▶ [THE TASK]: Render each line of the items below as a Markdown table with two columns, No. and Line, numbering the rows and skipping blank lines.

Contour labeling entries
#####

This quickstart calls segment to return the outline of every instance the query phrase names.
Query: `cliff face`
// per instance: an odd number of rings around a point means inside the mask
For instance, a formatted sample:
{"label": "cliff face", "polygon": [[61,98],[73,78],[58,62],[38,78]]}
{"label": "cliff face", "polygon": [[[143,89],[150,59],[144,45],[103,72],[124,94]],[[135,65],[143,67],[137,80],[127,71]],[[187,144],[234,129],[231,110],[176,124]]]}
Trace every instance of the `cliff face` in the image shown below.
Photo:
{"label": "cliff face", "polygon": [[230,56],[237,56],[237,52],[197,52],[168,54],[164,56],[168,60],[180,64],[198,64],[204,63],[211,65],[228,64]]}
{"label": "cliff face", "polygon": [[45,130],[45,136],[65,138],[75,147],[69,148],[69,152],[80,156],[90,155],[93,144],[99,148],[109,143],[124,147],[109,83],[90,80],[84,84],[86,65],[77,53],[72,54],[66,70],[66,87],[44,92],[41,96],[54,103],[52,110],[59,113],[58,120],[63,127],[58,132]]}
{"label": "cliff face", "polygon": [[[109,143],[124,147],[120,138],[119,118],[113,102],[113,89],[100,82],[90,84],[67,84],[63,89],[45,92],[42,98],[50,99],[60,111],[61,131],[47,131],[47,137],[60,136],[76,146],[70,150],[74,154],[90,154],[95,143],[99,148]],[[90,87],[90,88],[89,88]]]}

#####

▶ [EXERCISE RESPONSE]:
| No. | Line |
|---|---|
| 1 | This quickstart calls segment to return the outline of every instance the query phrase names. |
| 2 | Query: `cliff face` |
| 3 | // per instance: an odd number of rings around a point means inside the mask |
| 4 | For instance, a formatted sample: |
| 5 | {"label": "cliff face", "polygon": [[61,98],[73,78],[58,62],[38,78]]} |
| 6 | {"label": "cliff face", "polygon": [[[143,89],[150,59],[144,45],[103,72],[124,94]],[[135,65],[143,67],[137,80],[127,71]],[[187,144],[234,129],[231,110],[176,124]]]} |
| 7 | Trace every instance of the `cliff face` in the image shown below. |
| 8 | Photo: |
| 9 | {"label": "cliff face", "polygon": [[230,56],[237,56],[237,52],[197,52],[168,54],[164,56],[168,60],[180,64],[198,64],[204,63],[211,65],[228,64]]} |
| 10 | {"label": "cliff face", "polygon": [[45,130],[45,136],[65,138],[75,147],[69,148],[69,152],[80,156],[90,155],[93,144],[99,148],[109,143],[124,147],[109,83],[90,80],[84,84],[86,65],[77,53],[72,54],[66,70],[66,87],[44,92],[41,96],[54,103],[52,110],[59,113],[58,120],[63,127],[58,132]]} |
| 11 | {"label": "cliff face", "polygon": [[[109,143],[124,147],[120,138],[119,118],[113,102],[113,89],[100,82],[90,84],[67,84],[63,89],[45,92],[42,98],[50,99],[60,111],[61,131],[47,131],[47,137],[60,136],[76,146],[70,150],[74,154],[90,154],[95,143],[99,148]],[[90,87],[90,88],[89,88]]]} |